TEXT BLOCK:
▶
The 'zounds-central' process runs on the server and serves both
configuration information and sequences to clients upon request.


The 'zounds-worker' processes must have access to the command (e.g.
'blastall' for BLAST, the search database(s) in question, and any code
you want to use for post-processing (e.g. the 'blastparser' Python
module). All of the sequences and configuration information is
supplied by the server to the zounds-worker; all of the actual source
code needs to be on the client machine where zounds-worker runs.



How does it work?


When you start 'zounds-worker', it contacts the 'zounds-central'
server and requests config info and a set of sequences. It then runs
whatever command you've specified (e.g. BLAST) on the sequences
individually, with the configured parameters. The results are then
optionally passed through some filter (e.g. parsed by blastparser) and
then pickled and returned to the server via XML-RPC. The
'zounds-central' server saves the returned value as a record in a
'BsdDbShelf', with the sequence name as the key.


Because XML-RPC works via HTTP, and the clients contact the server,
the individual cluster machines need to be able to talk to the server
directly over the network. However, the server never contacts the
clients so the cluster can be hidden behind a firewall, proxy, and/or
NAT.




Installing


You'll need to install Python.


For the moment, you need to get zounds via 'git', at



git@github.com:ctb/zounds.git

This can be done with 'git clone http://github.com/ctb/zounds.git'




Running 'zounds-central'


Briefly,



python zounds-central <config file> <config section>

See 'config.rc' for examples.
◀
BRIEF 1: Rewrite the paragraph of the zounds text that begins "When you start 'zounds-worker'" as a short bulleted list, keeping its main facts.
The zounds text and the listing after it come from two unrelated sources.

MATERIAL PROVIDED:
▶
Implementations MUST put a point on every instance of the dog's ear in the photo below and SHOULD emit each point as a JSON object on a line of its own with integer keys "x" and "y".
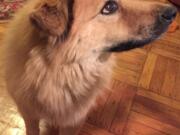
{"x": 51, "y": 17}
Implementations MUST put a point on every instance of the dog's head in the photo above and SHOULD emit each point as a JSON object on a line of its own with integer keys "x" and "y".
{"x": 103, "y": 25}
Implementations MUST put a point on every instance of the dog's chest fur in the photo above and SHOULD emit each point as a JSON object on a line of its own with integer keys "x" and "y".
{"x": 66, "y": 92}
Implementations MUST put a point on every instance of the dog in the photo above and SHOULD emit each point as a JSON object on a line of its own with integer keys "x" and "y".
{"x": 59, "y": 54}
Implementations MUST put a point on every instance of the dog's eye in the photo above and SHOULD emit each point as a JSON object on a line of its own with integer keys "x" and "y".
{"x": 109, "y": 8}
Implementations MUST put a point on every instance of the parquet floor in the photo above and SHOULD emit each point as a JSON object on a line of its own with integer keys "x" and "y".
{"x": 145, "y": 97}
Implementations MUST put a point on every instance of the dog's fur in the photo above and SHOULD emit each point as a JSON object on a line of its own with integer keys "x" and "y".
{"x": 59, "y": 55}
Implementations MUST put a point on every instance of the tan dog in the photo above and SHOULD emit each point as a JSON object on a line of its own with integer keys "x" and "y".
{"x": 59, "y": 54}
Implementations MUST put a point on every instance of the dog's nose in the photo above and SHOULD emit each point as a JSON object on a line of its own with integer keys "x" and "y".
{"x": 168, "y": 14}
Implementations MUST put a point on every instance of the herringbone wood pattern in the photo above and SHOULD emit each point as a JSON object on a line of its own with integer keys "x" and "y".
{"x": 144, "y": 98}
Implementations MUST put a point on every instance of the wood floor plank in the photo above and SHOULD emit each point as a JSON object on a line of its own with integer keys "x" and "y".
{"x": 124, "y": 108}
{"x": 89, "y": 129}
{"x": 156, "y": 110}
{"x": 158, "y": 98}
{"x": 140, "y": 129}
{"x": 147, "y": 73}
{"x": 158, "y": 74}
{"x": 155, "y": 124}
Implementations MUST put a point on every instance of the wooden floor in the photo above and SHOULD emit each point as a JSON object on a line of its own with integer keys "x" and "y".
{"x": 145, "y": 97}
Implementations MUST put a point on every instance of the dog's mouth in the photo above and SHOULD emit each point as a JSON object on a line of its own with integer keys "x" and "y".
{"x": 128, "y": 45}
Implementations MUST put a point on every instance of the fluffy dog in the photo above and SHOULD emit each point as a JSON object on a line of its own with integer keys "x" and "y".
{"x": 59, "y": 54}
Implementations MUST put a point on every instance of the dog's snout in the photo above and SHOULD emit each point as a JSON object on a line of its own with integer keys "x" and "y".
{"x": 168, "y": 14}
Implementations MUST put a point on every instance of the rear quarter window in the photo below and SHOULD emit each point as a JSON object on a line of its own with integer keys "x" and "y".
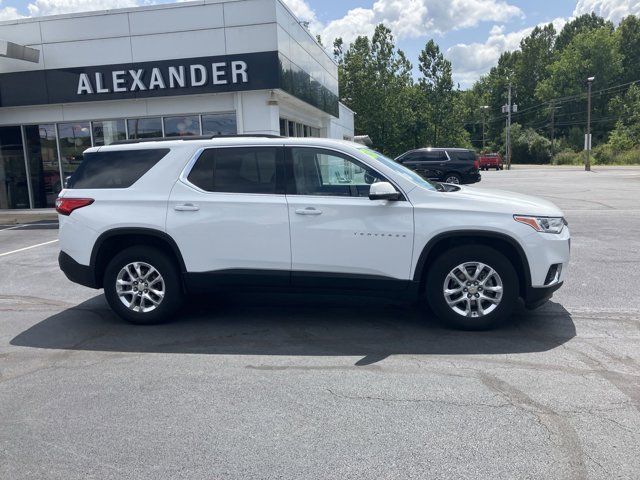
{"x": 114, "y": 168}
{"x": 467, "y": 155}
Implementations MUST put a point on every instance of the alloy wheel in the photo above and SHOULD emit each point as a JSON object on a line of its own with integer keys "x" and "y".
{"x": 473, "y": 289}
{"x": 140, "y": 287}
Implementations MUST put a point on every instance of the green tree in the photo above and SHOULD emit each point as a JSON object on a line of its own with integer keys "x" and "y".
{"x": 530, "y": 68}
{"x": 590, "y": 53}
{"x": 375, "y": 81}
{"x": 626, "y": 133}
{"x": 629, "y": 40}
{"x": 583, "y": 23}
{"x": 442, "y": 105}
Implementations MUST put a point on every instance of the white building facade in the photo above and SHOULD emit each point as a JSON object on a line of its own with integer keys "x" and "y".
{"x": 208, "y": 67}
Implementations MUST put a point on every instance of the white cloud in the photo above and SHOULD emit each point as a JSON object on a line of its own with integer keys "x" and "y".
{"x": 471, "y": 60}
{"x": 614, "y": 10}
{"x": 408, "y": 18}
{"x": 55, "y": 7}
{"x": 8, "y": 13}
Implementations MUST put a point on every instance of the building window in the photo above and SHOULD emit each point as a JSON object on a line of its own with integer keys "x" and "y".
{"x": 295, "y": 129}
{"x": 44, "y": 168}
{"x": 74, "y": 139}
{"x": 107, "y": 132}
{"x": 144, "y": 127}
{"x": 14, "y": 192}
{"x": 182, "y": 126}
{"x": 219, "y": 124}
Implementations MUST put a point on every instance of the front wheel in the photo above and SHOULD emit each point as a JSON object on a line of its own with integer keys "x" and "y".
{"x": 472, "y": 287}
{"x": 452, "y": 178}
{"x": 142, "y": 285}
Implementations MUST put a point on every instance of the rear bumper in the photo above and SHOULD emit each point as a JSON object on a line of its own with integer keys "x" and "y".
{"x": 471, "y": 177}
{"x": 76, "y": 272}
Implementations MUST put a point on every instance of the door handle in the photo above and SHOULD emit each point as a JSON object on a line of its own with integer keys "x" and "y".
{"x": 308, "y": 211}
{"x": 186, "y": 207}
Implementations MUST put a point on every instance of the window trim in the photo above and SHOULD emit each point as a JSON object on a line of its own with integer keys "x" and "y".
{"x": 290, "y": 180}
{"x": 280, "y": 162}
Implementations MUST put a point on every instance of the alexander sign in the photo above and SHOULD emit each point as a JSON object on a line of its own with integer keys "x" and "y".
{"x": 195, "y": 75}
{"x": 189, "y": 76}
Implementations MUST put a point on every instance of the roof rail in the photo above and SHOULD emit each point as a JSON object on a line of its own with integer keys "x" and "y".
{"x": 193, "y": 137}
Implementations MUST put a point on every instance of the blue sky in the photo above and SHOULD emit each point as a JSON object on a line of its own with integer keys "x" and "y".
{"x": 471, "y": 33}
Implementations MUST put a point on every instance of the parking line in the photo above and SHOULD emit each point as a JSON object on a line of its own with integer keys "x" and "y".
{"x": 25, "y": 225}
{"x": 28, "y": 248}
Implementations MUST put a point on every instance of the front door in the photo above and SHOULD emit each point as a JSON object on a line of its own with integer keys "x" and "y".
{"x": 339, "y": 237}
{"x": 229, "y": 216}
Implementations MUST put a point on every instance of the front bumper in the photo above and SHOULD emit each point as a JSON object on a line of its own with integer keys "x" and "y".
{"x": 76, "y": 272}
{"x": 535, "y": 297}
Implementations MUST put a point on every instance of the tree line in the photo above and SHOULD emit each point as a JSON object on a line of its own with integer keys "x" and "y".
{"x": 547, "y": 74}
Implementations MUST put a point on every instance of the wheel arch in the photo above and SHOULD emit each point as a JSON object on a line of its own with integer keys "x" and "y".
{"x": 112, "y": 241}
{"x": 502, "y": 242}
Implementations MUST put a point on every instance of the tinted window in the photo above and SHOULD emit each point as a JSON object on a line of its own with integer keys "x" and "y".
{"x": 182, "y": 126}
{"x": 410, "y": 157}
{"x": 433, "y": 156}
{"x": 467, "y": 155}
{"x": 145, "y": 127}
{"x": 236, "y": 170}
{"x": 219, "y": 124}
{"x": 114, "y": 169}
{"x": 327, "y": 173}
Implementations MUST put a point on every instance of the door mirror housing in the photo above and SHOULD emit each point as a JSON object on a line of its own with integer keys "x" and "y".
{"x": 383, "y": 191}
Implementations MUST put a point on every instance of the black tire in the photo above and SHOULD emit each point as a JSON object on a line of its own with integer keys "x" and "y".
{"x": 173, "y": 294}
{"x": 446, "y": 262}
{"x": 453, "y": 175}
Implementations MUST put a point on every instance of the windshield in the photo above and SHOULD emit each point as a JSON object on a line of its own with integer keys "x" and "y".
{"x": 400, "y": 169}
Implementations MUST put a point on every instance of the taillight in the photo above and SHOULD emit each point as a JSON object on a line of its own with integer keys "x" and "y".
{"x": 64, "y": 206}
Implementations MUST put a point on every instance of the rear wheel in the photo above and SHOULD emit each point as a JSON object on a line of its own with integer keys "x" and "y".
{"x": 142, "y": 285}
{"x": 472, "y": 287}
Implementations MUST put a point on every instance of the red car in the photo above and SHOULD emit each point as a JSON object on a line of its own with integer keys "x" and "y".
{"x": 490, "y": 160}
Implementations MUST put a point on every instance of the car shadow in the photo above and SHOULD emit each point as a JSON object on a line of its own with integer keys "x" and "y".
{"x": 295, "y": 325}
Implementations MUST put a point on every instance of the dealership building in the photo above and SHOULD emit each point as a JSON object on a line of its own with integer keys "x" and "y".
{"x": 208, "y": 67}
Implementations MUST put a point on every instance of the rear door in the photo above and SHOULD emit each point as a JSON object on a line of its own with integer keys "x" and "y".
{"x": 340, "y": 238}
{"x": 228, "y": 215}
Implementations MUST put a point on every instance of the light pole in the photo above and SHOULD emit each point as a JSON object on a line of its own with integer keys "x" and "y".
{"x": 587, "y": 141}
{"x": 484, "y": 109}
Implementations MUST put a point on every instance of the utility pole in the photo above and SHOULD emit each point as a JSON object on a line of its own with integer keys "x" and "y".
{"x": 553, "y": 125}
{"x": 484, "y": 109}
{"x": 587, "y": 139}
{"x": 508, "y": 109}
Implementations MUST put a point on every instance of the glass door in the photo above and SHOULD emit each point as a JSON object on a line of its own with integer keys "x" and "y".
{"x": 44, "y": 168}
{"x": 14, "y": 192}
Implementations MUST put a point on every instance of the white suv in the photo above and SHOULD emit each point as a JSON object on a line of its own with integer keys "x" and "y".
{"x": 152, "y": 221}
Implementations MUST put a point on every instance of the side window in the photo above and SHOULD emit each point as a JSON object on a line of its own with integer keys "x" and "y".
{"x": 466, "y": 155}
{"x": 410, "y": 157}
{"x": 236, "y": 170}
{"x": 114, "y": 168}
{"x": 434, "y": 156}
{"x": 327, "y": 173}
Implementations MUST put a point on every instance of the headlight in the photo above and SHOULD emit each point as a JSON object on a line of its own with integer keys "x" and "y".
{"x": 542, "y": 224}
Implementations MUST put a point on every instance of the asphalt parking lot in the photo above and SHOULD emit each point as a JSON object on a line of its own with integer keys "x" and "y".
{"x": 287, "y": 387}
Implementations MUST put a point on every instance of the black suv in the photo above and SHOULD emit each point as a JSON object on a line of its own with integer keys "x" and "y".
{"x": 449, "y": 165}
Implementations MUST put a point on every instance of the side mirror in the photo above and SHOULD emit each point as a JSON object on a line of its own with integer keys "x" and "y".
{"x": 383, "y": 191}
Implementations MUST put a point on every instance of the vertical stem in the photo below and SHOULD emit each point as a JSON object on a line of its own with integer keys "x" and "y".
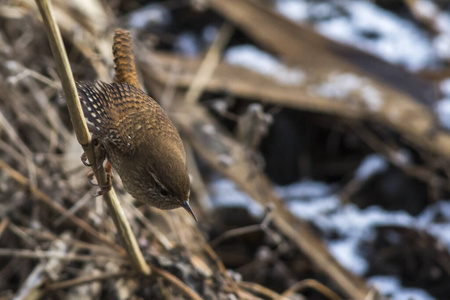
◀
BRIEF 2: In the listing, take the lines starting at the one that contains "the side mirror" and ending at the last line of the listing. Give only those lines again, requests included, with each point's x and y coordinates multiplied by 0.8 and rounded to whole numbers, halves up, and leave out the pictures.

TASK RESPONSE 1:
- 'zounds-worker' contacts the 'zounds-central' server and requests config info and a set of sequences.
- It runs the specified command (e.g. BLAST) on each sequence individually, with the configured parameters.
- The results can optionally pass through a filter (e.g. parsed by blastparser), then are pickled and returned to the server via XML-RPC.
- 'zounds-central' saves each returned value as a record in a 'BsdDbShelf', with the sequence name as the key.

TASK RESPONSE 2:
Implementations MUST put a point on every instance of the side mirror in the photo above and SHOULD emit each point as a JSON object on a line of its own with integer keys "x" and "y".
{"x": 306, "y": 153}
Implementations MUST put a point on every instance of the vertical stem in the photo below and SHOULD emit each point as a JSON object on a line of its own with integer keys "x" and "y".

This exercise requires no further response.